■ Written tasks ■
- A) Can you copy the passage about the SA word for word, from "The SA’s celebratory" to "into politics again."?
- B) How would the passage on the SA's tensions and violence go on after its last sentence? Write the next part.

** Begin Document text **

There were serious tensions within the SA as well. These were twofold. First, when Hitler refounded the Nazi Party in the mid-1920s, he emphasized nationalism over socialism. But a Nazi left, with adherents concentrated in the SA, advocated a more explicitly socialist and anticapitalist populism, and Hitler stamped out the “revolts” of several of these dissident SA units in the early 1930s. Second was increasing frustration with the “tactics of legality,” as the party’s growing popularity and electoral success failed to put Hitler in power. Particularly by late 1932, electoral exhaustion, frayed finances, and demoralization threatened the party’s assumptions about its invincibility and the inevitability of its taking control of Germany. President Paul von Hindenburg’s appointment of Hitler as chancellor (without his obtaining a parliamentary majority through elections or coalition-building) saved the party at a moment of impending crisis.

The SA’s celebratory torchlight parade on the night of January 30, 1933, was followed by an explosion of violence that released pent-up emotions (according to Siemens, a mixture of revenge, hate, rage, excitement, and ecstasy), killed five hundred to a thousand and injured thousands more, and “communicated the new Nazi code of behaviour to everyone.” Physical and psychological torture was meant to humiliate and degrade opponents so that both they and bystanders would forever be deterred from venturing into politics again.

** End Document text **
** Begin Records supplied **

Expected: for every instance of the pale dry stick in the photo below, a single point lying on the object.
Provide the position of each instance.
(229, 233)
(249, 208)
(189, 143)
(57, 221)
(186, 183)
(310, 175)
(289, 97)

** End Records supplied **

■ Responses for each task ■
- A)
The SA’s celebratory torchlight parade on the night of January 30, 1933, was followed by an explosion of violence that released pent-up emotions (according to Siemens, a mixture of revenge, hate, rage, excitement, and ecstasy), killed five hundred to a thousand and injured thousands more, and “communicated the new Nazi code of behaviour to everyone.” Physical and psychological torture was meant to humiliate and degrade opponents so that both they and bystanders would forever be deterred from venturing into politics again.

- B)
For the SA, success was its own nemesis. Hitler’s victories over his opponents and his deluded right-wing partners as well as his consolidation of his dictatorship were so rapid and complete that he could declare a one-party state and an end to the revolution in July 1933. Without real political opposition, further SA violence had become redundant until new targets were found. SA membership exploded to four million by spring 1934. Most of these additional members were opportunists jumping on the Nazi bandwagon. But half a million of them came through the absorption of the conservative Stahlhelm, while many so-called beefsteak Nazis—former Communists, socialists, and labor unionists whose own organizations had been banned and who were now suspected of being brown on the outside but still red on the inside—also joined.

In short, all the repressed conflicts of German society were compressed into the SA, which was the largest Nazi mass organization. The resentments of “old fighters” who felt unrewarded for their previous sacrifice and greatly outnumbered by undeserving newcomers were easily stirred by the ambitious head of the SA, Ernst Röhm, who called for a “second revolution” and demanded that the basis of German rearmament be the SA as a politicized people’s militia, rather than the country’s small 100,000-man professional army and officer corps.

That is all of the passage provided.